__Source excerpt__.
Here we are where we thought we were on Saturday: James and Kirsty are coming tomorrow. Nervous tension mounts. We're going to lunch with my husband's sister tomorrow, in south Edinburgh, which should help in a way to take my mind off waiting for the doorbell to ring. (Their plane lands at 4:30, giving us plenty of time to get home.) But I'm not allowed to take knitting when we go there. It would be rude, my husband says.

Look what I got in the mail yesterday! at last.

The scarf book is fully as good as it's cracked up to be. I haven't really tackled socks yet. Estonia is a disappointment. Curiously, they don't seem to go in for sweaters in Estonia -- it all seems to be socks and mittens, not all that much fancier than Sanquhar patterns. I think sweaters were invented in the early 19th century for seafaring men to wear -- I must have a look at Rutt today to see what he says on that subject. Estonia has plenty of coastline. Maybe they don't like fish.

The section on folk culture at the beginning trembles on the edge of self-parody. "The one who does not come to the bonfire on St. John's Day, his barley will be full of thistles, and his oats will be full of grasses." No kidding.

Mary Hughes-Thompson has kindly sent me her Koigu swirly scarf pattern (which I have also ordered and paid for, from the woman who now runs the business). It is the familiar technique, with a few extra plain rows thrown in, and incorporating Judith's idea of picking up the cast-on stitches and repeating the scarf in the opposite direction. I've printed it out and I may well start it today, as being easier to deal with for one in a state of nerves. The veil progresses, but it's not easy.

__Excerpted data__.
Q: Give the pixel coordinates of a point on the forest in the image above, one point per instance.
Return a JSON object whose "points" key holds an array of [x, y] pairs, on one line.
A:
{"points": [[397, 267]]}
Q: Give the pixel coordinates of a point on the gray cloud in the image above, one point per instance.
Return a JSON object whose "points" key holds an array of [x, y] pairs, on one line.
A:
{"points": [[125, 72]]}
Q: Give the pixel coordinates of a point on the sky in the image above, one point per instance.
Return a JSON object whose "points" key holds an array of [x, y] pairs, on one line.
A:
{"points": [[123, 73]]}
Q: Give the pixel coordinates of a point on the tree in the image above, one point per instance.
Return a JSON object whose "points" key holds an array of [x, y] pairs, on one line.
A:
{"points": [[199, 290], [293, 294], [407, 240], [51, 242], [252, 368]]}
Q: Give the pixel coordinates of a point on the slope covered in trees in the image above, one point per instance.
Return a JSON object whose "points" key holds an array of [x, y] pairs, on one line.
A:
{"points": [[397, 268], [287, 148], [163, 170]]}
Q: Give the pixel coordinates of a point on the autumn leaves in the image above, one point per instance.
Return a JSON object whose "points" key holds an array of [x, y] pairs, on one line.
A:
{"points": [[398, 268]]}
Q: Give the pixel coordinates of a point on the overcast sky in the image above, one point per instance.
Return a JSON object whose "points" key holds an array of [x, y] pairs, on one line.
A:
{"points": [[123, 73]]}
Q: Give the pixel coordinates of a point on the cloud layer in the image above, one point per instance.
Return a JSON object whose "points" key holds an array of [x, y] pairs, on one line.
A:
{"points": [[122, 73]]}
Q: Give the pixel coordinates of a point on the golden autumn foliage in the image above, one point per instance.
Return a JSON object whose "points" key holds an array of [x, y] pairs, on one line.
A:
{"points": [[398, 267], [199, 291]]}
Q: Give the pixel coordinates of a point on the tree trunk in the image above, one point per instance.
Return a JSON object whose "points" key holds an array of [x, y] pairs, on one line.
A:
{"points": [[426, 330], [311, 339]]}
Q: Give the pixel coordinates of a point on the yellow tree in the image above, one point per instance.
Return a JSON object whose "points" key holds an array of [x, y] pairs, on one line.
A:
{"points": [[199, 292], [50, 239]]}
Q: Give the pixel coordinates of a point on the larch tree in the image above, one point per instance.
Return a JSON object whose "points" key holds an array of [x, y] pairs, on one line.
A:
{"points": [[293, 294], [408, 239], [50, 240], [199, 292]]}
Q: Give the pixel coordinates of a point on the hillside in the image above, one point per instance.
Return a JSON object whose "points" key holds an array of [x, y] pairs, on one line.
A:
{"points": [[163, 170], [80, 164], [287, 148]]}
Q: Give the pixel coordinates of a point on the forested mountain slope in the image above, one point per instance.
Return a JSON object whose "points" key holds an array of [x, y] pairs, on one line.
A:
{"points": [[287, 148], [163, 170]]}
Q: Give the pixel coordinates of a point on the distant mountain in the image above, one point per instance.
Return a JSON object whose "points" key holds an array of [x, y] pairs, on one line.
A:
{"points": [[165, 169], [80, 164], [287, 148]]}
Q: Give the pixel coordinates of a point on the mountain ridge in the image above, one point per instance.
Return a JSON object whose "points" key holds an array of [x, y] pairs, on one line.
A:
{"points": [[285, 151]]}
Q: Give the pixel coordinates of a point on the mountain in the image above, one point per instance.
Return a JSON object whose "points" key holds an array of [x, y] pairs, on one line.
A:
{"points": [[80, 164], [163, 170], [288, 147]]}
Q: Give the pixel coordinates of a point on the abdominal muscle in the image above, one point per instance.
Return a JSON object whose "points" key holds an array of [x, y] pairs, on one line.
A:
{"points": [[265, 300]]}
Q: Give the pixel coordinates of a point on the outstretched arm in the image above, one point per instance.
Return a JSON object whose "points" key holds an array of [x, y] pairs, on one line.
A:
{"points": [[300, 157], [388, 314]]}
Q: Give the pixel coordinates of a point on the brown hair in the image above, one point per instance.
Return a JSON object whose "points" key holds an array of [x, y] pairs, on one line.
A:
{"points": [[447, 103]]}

__Prompt__. Resume the knitting blog entry, writing on from its last sentence.

__Response below__.
My husband got so cross yesterday about my unsatisfactory answers about who was going to sleep where on Friday and Saturday nights, that I had to ring up Rachel and conduct an entirely fictitious conversation on the subject.

Even the cricket -- the Test Match in Pakistan -- has become exciting, which is almost a contradiction in terms.

Tuesday, November 15, 2005

The impending excitement of The Birthday stifles thought.

I progressed somewhat with the veil, puzzled as to why the side panels continue to seem so difficult. I am about to adopt one of EZ's many pieces of excellent advice: look at your knitting. That is, watch the pattern as it evolves as well as peering at the incomprehensible chart.

I think the main panel, where a solid st st cross floats on a field of net, is what is called filet lace, but if so the only book I have which describes it is Mary Thomas, and she's in the bedroom with my sleeping husband. It's odd that my considerable library of lace-knitting books (which is accessible, in a bookcase in the hall) doesn't seem to mention this technique.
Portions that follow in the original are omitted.